Data extract Start Marker

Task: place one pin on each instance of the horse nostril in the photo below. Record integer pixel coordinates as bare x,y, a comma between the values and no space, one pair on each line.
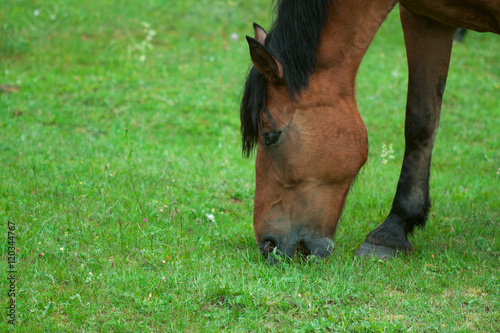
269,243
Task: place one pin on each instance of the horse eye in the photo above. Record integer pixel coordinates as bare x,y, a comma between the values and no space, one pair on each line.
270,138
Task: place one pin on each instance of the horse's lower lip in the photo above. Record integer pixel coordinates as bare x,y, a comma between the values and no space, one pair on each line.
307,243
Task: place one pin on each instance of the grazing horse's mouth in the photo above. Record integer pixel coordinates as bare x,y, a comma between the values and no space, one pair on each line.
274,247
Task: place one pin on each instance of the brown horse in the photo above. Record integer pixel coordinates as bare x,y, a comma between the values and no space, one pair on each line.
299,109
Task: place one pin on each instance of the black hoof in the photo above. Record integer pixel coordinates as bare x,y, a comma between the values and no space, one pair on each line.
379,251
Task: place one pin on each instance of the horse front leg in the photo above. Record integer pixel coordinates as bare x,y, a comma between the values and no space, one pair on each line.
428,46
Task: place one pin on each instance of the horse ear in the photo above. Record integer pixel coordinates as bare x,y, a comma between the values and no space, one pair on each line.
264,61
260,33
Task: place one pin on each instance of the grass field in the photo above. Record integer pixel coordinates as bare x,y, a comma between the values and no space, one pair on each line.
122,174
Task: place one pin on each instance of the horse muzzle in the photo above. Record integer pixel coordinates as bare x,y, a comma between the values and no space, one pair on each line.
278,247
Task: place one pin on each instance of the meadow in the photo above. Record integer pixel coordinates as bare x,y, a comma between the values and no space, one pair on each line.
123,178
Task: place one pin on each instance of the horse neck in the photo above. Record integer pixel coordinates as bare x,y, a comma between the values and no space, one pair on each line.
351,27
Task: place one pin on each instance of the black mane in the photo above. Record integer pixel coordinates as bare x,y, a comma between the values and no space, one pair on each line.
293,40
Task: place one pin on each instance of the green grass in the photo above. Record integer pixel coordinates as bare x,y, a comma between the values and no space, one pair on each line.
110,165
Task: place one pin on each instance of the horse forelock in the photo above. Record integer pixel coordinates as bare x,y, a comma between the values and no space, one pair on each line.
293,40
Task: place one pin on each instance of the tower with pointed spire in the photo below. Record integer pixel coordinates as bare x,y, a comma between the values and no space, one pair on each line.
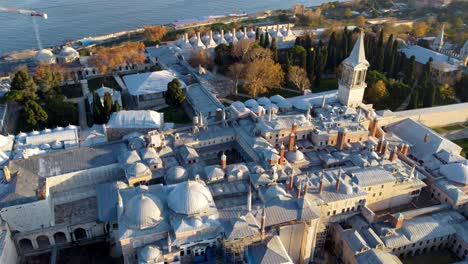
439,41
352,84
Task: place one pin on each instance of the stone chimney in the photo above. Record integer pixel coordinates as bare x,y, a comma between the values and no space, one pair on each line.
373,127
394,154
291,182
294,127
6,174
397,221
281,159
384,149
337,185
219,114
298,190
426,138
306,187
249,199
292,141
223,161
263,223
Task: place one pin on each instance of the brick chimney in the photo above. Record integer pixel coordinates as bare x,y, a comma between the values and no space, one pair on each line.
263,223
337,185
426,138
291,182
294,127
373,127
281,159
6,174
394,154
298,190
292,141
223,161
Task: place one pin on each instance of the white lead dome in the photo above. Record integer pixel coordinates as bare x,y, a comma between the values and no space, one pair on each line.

Data extract End Marker

Write every line above again exactly, but leave the pictures out.

Task: place one pin on each instance of the horse nostril in the photo below. Record integer pixel coordinates as bare x,y, a comma between the values and no space, one pair on each line.
269,243
Task: place one pin on each instance of the horse eye in the photo above. Record integer pixel coordinates as bare x,y, a comma between the values and no space, one pair on each line.
270,138
Task: place one pin on each instance of the horse's lower lip in the photo above. Record integer pixel coordinates as bare x,y, a comma between the values and no space, one pair on each line.
307,243
Task: place one pin on each instance of the grazing horse's mouth in the photo above. Record integer pixel coordinates as bare x,y, a comma between the values and no space, one pair on each line.
274,247
Task: place one pin on each instance of the brown horse in the photo above. Record integer pixel coordinates as bare x,y, a comma between the values and no space, one pair on each line.
299,109
Task: place one pin on each instance of the black hoof in the photo above. Record integer pixel coordinates as bare x,y, a comma between the values and no space, one pair on each line.
379,251
Task: place one pin on each instance of the horse front leg in the photo above. Record integer pixel coordinates as bare x,y, a comma between the values and no space, one pair on each line.
428,46
Task: place one pin on each instance of the horse ear in the photo above. Record integer pixel coordinates as bare x,y, a comma between the values and no space, one pair on each line.
264,61
260,33
Task: place one pin on each instance of the grass field in the photo above. Record integer pixel coordinates as bare x,y, a comma between the values and no space, one pair on each line.
122,174
Task: place one pin on each instance of the horse muzzle in the photo above. Record integer pixel coordinates as bare x,y, a comma between the values and no space, one pair on each line.
278,247
Task: place one pin on each instance of the meadow in the photo above. Record integer pixel coordinates as bare x,y, a comma between the values and no space, one pair on each line.
123,178
Task: place one pin on each instance of the horse neck in the photo above. Record integer pixel coordinates as bare x,y, a comma between the values and no space, one pair on each line.
351,27
Task: place one pin on each instance of the black mane in the photo above. Record integer pixel coordinates as bare x,y, a comma between the values and no space, one pair on each line.
293,40
Task: place one pin on each instance of the green grass in the photo above. Record integer pixel coordinates as bare x,y, a comma between the values and no space, one pair on each line.
110,165
Task: place one pin on each instance of the horse forelock in the photo above. Record integer pixel coordinates as bare x,y, a comma between the values and no space, one pair on each line.
293,40
Task: place one pin on each instance of the tower with pointed spire in the photo below. Record integer pixel coordinates as bare x,y, a comma between the values and no space, one pair on each line.
439,41
352,84
Task: place one pin on each instance of the stone chimney in the photo above. Record integer pixel coordinates as bare x,y, a comma between the values and no space, one pair on each line.
373,127
394,154
291,182
294,127
6,174
397,221
281,159
384,149
337,185
219,114
298,190
426,138
306,187
249,199
292,141
223,161
263,223
Task: place one pin on each instance of the brick chimney in the photo above. Record integer pixel coordinates as bare x,y, a comma between the values and no space, one pair on each line.
263,223
337,185
426,138
291,182
294,127
373,127
281,159
6,174
394,154
298,190
292,141
223,161
Task: place one pin on each instance of the white lead dome in the photo above. Record integer pixel coordinates as bare x,y, a comma between the values and no space, one pair on each line.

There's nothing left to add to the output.